- _Document excerpt_:
== Segment start ==
Mosque in Eskişehir, Turkey

Alaeddin Mosque, also known as Alaaddin Mosque (Alaeddin Camii or Alaaddin Camii) is a historic mosque in Odunpazarı district of Eskişehir Province, Turkey.

Alaeddin Mosque is situated in Alaeddin Park at Odunpazarı, Eskişehir. According to an inscription at the base of its minaret, it was built in 1267, during the reign of Seljuq Sultan of Rûm Gıyaseddin Keyhüsrev III (reigned 1265–1284). It was donated by Nur al-Din ibn Jaja, a follower of Mevlana. It is so one of the oldest buildings in Eskişehir.

The almost-quadratic rectangular-plan mosque is constructed in rubble masonry. An octagonal 6.50 m-diameter dome sits in the middle of the flat wooden roof. Entrance to the mosque is at the northern side. A wooden staircase leads to the women's section in the upper floor. The dome's interior is adorned with Quran verses at its border. The mihrab is placed in a niche in the south of the mosque, and features late Ottoman architectural style. The mosque is brightened by big rectangular windows. Two-level window layout is applied at the north and lateral facades, at the women's section and the narthex.
== Segment end ==
- _Problem set_:
1 – Answer these about the Alaeddin Mosque text:
(a) In what year was the mosque built, according to the inscription at the base of its minaret?
(b) What is the diameter of the dome?
(c) On which side of the mosque is the entrance?
2 – Reproduce a section of the Alaeddin Mosque text word for word. Begin at the words "The almost-quadratic rectangular-plan" and stop after "and the narthex.".
3 – Carry on the Alaeddin Mosque text, picking up after its final sentence.
The rows play no part in what is asked here.

[Saved entries]
== Segment start ==
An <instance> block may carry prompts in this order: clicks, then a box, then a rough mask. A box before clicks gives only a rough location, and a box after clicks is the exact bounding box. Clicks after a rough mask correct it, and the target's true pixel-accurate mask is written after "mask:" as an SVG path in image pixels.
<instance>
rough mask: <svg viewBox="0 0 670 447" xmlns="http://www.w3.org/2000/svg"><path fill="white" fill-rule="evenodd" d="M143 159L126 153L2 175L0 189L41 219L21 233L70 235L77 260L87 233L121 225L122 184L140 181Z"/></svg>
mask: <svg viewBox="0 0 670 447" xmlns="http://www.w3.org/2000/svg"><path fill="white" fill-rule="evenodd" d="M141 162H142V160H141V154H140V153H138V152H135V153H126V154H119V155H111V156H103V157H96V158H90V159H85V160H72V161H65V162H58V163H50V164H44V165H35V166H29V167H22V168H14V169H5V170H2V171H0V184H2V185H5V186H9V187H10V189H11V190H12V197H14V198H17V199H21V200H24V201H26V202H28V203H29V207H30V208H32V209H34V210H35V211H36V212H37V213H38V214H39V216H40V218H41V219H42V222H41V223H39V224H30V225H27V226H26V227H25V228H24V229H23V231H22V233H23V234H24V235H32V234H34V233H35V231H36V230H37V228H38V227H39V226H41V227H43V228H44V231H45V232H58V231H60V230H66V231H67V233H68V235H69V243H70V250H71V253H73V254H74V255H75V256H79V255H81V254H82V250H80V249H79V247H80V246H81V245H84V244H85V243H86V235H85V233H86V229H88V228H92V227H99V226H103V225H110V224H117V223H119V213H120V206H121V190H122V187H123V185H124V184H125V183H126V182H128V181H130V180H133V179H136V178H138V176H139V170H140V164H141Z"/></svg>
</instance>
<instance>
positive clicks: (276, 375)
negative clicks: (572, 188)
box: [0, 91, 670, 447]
== Segment end ==
- _Set of answers_:
1 –
(a) 1267
(b) 6.50 m
(c) The northern side

2 –
The almost-quadratic rectangular-plan mosque is constructed in rubble masonry. An octagonal 6.50 m-diameter dome sits in the middle of the flat wooden roof. Entrance to the mosque is at the northern side. A wooden staircase leads to the women's section in the upper floor. The dome's interior is adorned with Quran verses at its border. The mihrab is placed in a niche in the south of the mosque, and features late Ottoman architectural style. The mosque is brightened by big rectangular windows. Two-level window layout is applied at the north and lateral facades, at the women's section and the narthex.

3 –
The building completely lost its original construction properties after several restorations. A major alteration took place in 1945. The mosque was closed to worship by a cabinet decree, and was used as an archaeological museum until the establishment of the Eskişehir Eti Archaeology Museum. The mosque was restored lately in 2014.